Problem:
Could you repeat, word for word, every line from the one containing "Where can the bird's wing" through the final line of the records below, and nothing else?

(Point localization data)
+-------+

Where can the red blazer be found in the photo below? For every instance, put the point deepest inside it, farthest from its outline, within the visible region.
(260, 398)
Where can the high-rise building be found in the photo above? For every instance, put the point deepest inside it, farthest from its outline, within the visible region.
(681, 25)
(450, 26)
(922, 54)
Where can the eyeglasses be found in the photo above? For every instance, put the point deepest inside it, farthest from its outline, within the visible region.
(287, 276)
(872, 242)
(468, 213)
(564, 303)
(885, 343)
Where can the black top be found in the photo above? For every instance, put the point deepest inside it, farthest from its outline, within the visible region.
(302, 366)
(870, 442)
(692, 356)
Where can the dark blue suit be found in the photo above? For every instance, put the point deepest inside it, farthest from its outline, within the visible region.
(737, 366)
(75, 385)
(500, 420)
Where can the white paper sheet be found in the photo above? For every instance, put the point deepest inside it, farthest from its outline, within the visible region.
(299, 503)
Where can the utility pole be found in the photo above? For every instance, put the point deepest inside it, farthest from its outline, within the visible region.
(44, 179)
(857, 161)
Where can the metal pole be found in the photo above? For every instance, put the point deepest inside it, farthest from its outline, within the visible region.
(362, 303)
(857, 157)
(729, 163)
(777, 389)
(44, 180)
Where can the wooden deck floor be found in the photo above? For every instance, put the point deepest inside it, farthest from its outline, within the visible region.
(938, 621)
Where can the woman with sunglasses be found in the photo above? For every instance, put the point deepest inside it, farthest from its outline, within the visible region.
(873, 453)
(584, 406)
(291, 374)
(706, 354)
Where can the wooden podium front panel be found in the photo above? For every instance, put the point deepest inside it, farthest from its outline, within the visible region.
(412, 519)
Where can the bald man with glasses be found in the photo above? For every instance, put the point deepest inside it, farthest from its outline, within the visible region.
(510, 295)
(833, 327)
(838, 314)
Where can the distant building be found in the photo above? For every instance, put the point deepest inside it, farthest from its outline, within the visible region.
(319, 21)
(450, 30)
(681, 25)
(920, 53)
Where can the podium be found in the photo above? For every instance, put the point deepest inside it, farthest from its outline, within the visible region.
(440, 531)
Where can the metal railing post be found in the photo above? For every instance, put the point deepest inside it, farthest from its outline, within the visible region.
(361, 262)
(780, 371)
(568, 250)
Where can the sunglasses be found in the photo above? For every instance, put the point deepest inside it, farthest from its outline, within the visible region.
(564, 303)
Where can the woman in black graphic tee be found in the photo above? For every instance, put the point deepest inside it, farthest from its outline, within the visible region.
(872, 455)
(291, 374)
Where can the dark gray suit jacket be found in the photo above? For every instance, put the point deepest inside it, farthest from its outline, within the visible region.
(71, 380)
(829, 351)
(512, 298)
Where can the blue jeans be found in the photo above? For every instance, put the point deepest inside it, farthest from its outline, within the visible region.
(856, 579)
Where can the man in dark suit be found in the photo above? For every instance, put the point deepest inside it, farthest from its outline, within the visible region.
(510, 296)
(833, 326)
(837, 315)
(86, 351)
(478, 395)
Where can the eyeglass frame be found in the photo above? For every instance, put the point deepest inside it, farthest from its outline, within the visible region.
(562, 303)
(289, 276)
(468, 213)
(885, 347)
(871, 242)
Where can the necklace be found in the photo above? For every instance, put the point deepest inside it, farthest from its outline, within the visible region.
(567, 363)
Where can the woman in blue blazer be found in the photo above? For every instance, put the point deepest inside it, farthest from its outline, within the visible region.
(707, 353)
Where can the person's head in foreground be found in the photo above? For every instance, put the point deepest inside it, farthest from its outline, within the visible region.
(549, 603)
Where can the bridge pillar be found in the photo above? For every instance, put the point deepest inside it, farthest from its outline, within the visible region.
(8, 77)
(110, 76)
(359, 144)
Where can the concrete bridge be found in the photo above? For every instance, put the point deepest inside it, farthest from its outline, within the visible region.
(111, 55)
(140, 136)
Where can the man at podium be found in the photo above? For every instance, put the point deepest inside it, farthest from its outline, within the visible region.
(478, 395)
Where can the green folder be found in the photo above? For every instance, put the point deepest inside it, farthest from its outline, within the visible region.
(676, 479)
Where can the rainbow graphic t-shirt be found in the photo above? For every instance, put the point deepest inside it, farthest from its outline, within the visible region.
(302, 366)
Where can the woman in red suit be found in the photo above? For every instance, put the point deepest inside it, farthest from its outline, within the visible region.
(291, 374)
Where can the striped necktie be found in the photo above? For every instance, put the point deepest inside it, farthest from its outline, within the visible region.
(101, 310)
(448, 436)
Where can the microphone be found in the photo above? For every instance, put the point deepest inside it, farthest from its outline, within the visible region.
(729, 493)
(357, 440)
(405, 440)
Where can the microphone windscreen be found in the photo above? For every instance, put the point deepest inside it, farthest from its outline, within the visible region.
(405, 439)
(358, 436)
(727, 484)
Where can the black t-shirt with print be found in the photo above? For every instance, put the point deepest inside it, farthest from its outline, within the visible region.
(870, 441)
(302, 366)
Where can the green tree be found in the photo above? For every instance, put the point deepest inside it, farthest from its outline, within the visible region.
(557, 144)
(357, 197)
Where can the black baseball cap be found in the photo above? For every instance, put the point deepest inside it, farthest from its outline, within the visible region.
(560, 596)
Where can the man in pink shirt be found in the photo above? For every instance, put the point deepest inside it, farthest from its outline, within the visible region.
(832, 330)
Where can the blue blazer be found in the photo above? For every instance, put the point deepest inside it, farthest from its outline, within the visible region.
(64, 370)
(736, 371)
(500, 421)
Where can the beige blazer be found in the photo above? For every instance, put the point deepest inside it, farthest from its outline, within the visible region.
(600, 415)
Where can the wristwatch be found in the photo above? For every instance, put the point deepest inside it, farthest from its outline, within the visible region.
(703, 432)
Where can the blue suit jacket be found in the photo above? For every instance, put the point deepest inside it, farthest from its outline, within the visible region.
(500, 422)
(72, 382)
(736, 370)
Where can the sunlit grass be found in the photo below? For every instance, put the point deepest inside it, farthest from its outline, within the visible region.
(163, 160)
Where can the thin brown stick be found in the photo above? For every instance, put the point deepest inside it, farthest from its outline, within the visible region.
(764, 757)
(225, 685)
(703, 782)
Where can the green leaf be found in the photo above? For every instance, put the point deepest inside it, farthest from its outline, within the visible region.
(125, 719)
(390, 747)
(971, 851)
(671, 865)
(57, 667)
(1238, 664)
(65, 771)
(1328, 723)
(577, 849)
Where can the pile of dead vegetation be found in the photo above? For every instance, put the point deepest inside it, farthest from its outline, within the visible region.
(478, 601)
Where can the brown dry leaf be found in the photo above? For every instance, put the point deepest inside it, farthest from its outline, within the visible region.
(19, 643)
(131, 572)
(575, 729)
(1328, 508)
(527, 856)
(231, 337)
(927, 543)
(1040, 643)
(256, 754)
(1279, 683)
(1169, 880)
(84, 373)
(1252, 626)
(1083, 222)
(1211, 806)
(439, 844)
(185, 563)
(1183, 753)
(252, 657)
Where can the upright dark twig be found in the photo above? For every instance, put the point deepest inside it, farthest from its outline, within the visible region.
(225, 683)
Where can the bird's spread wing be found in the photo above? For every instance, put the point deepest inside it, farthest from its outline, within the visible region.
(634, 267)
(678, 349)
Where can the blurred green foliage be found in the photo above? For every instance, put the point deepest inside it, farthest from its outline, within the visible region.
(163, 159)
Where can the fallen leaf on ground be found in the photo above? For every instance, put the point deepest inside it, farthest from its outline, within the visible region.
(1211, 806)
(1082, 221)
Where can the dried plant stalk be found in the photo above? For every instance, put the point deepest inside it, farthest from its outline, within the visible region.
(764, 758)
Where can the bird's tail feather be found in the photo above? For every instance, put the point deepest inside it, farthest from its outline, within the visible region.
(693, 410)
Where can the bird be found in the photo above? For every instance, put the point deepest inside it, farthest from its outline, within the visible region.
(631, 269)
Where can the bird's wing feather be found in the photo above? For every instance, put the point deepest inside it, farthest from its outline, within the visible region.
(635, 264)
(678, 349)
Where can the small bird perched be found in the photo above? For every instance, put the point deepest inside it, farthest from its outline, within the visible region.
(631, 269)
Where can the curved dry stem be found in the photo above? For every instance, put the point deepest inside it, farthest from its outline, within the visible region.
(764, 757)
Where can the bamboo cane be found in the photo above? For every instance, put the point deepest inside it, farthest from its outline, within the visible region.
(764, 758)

+-------+

Written answer:
Where can the bird's wing feather be found in the photo above? For every instance, put the point deepest inside it, farthest from its outline, within the visible region.
(635, 264)
(678, 349)
Where can the small bird perched be found in the photo above? For every instance, put the point deepest inside it, farthest from its outline, within the visible region.
(631, 269)
Where can the curved dry stem be found in the photo above? For every instance, put the point deepest inside it, farthest from its outline, within the visible region.
(764, 757)
Where can the bamboo cane be found in the photo above? For every instance, put the point deepest inside it, farthest from its outline, within the visible region.
(764, 758)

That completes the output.